What to work on: Could you write the entries out again, exactly as they are?
Provided material: Begin
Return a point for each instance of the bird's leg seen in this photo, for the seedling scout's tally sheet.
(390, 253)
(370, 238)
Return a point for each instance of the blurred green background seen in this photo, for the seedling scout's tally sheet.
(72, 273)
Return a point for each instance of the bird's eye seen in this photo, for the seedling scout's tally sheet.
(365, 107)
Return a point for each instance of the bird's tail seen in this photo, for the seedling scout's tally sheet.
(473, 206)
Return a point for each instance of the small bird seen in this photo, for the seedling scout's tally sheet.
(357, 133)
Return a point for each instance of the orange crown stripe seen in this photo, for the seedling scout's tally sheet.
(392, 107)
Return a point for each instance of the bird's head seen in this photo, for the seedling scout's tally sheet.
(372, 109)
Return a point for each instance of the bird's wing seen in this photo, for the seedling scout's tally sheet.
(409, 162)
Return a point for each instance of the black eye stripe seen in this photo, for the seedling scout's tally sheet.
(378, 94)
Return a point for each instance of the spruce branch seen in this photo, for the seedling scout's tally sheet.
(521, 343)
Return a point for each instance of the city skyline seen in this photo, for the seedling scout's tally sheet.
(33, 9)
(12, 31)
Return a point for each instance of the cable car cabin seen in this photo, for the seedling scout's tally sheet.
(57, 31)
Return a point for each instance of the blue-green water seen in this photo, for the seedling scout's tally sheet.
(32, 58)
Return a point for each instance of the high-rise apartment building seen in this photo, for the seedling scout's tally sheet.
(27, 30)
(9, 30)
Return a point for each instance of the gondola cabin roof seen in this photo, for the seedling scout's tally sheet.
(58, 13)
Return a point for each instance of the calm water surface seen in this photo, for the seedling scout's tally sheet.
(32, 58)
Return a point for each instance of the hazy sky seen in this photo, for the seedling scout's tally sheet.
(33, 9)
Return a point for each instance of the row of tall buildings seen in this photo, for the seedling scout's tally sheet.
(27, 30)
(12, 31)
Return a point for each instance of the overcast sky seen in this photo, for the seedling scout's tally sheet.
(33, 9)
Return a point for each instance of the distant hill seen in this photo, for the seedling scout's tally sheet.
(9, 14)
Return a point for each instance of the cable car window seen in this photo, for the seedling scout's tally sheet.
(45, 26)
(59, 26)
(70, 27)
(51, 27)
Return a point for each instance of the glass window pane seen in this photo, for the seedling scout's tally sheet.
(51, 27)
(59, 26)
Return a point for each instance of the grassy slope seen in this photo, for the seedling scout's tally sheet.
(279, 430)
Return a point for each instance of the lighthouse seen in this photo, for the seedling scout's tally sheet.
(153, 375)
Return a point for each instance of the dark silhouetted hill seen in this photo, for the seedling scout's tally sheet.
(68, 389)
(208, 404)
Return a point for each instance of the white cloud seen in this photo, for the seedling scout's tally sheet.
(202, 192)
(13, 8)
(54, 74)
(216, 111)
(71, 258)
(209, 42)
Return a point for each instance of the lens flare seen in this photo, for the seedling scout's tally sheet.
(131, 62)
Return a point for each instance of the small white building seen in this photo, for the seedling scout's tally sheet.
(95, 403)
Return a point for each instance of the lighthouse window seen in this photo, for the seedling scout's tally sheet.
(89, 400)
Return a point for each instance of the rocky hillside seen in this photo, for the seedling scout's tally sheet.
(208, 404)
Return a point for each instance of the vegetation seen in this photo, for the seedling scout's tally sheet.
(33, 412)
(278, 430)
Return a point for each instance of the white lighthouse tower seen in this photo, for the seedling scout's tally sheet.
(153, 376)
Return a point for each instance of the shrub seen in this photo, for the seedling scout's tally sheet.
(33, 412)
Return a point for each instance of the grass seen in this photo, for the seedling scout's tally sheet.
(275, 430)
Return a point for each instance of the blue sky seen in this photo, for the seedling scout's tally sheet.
Provided material: End
Answer to this task:
Return a point for each instance of the bird's leg seen in this photo, for the seedling scout's tally sheet.
(390, 253)
(370, 238)
Return a point for each instance of the blurred green background seen in this photo, for the seedling scout's tally sheet.
(72, 273)
Return a point for each instance of the bird's eye seen in this photo, for the seedling scout's tally sheet.
(365, 107)
Return a point for each instance of the bird's tail seen in this photo, for the seedling scout's tally sheet.
(473, 206)
Return a point for each instance of the small bird seen in this photo, for the seedling scout's tally sheet.
(357, 133)
Return a point for each instance of the orange crown stripe seen in this photo, for the seedling scout's tally sheet.
(392, 107)
Return a point for each instance of the bird's head seen in this photo, for the seedling scout's tally sheet.
(372, 109)
Return a point for each instance of the bird's wing seen in this photo, for the seedling scout's tally sheet.
(409, 162)
Return a point for each instance of the black eye stripe seen in this photo, for the seedling scout's tally sheet.
(378, 94)
Return a point for each instance of the spruce branch seen in this photo, for the seedling scout's tally sheet.
(521, 343)
Return a point for each instance of the city skyline seen in this photo, for the seedling scout's tally sheet.
(33, 9)
(12, 31)
Return a point for each instance of the cable car cabin seen in this photo, for the seedling scout's tally sheet.
(57, 31)
Return a point for each instance of the blue-green water seen in this photo, for the seedling scout's tally sheet.
(32, 58)
Return a point for each instance of the high-rise apartment building seen in this photo, for the seedling scout's tally sheet.
(27, 30)
(9, 30)
Return a point for each instance of the gondola cabin roof seen in this photo, for the seedling scout's tally sheet.
(58, 13)
Return a point for each instance of the calm water surface seen in this photo, for the seedling scout's tally sheet.
(32, 58)
Return a point for each instance of the hazy sky seen in this photo, for the seedling scout's tally sheet.
(33, 9)
Return a point for each instance of the row of tall buildings seen in this photo, for the seedling scout's tally sheet.
(27, 30)
(12, 31)
Return a point for each instance of the overcast sky seen in this photo, for the seedling scout's tally sheet.
(33, 9)
Return a point for each instance of the distant hill seen in this photo, for the seedling scout's tally sheet.
(9, 14)
Return a point for each instance of the cable car window seen in this photo, for the seedling scout's tally sheet.
(45, 26)
(59, 26)
(70, 27)
(51, 27)
Return a point for each instance of the glass window pane seen in this photo, for the seedling scout's tally sheet.
(51, 27)
(59, 26)
Return a point for each instance of the grassy slope seen in this photo, for the seedling scout's tally sheet.
(279, 430)
Return a point for each instance of the lighthouse seen in this photo, for the seedling scout's tally sheet.
(153, 375)
Return a point for each instance of the dark silhouetted hill seen in this photo, for the seedling scout's tally sheet.
(68, 389)
(208, 404)
Return a point for each instance of the white cloud seen in this photo, for the seedling scout's tally sheet.
(202, 192)
(13, 8)
(54, 74)
(216, 111)
(71, 258)
(209, 42)
Return a point for each instance of the lens flare seen in this photo, for the seedling scout's tally sheet.
(131, 62)
Return a point for each instance of the small white building seen in this photo, for the seedling scout's tally sheet.
(95, 403)
Return a point for each instance of the lighthouse window seen in this photo, for the seedling scout's tally sheet.
(89, 400)
Return a point for each instance of the rocky hillside seen in this photo, for the seedling scout's tally sheet.
(208, 404)
Return a point for each instance of the vegetation seen in this photo, for the seedling scout's tally sheet.
(33, 412)
(278, 430)
Return a point for each instance of the white lighthouse tower seen in this photo, for the seedling scout's tally sheet.
(153, 376)
Return a point for each instance of the shrub seen in this photo, for the seedling scout's tally sheet.
(33, 412)
Return a point for each instance of the grass seen in this photo, for the seedling scout's tally sheet.
(275, 430)
Return a point for each instance of the blue sky seen in this photo, for the seedling scout's tally sheet.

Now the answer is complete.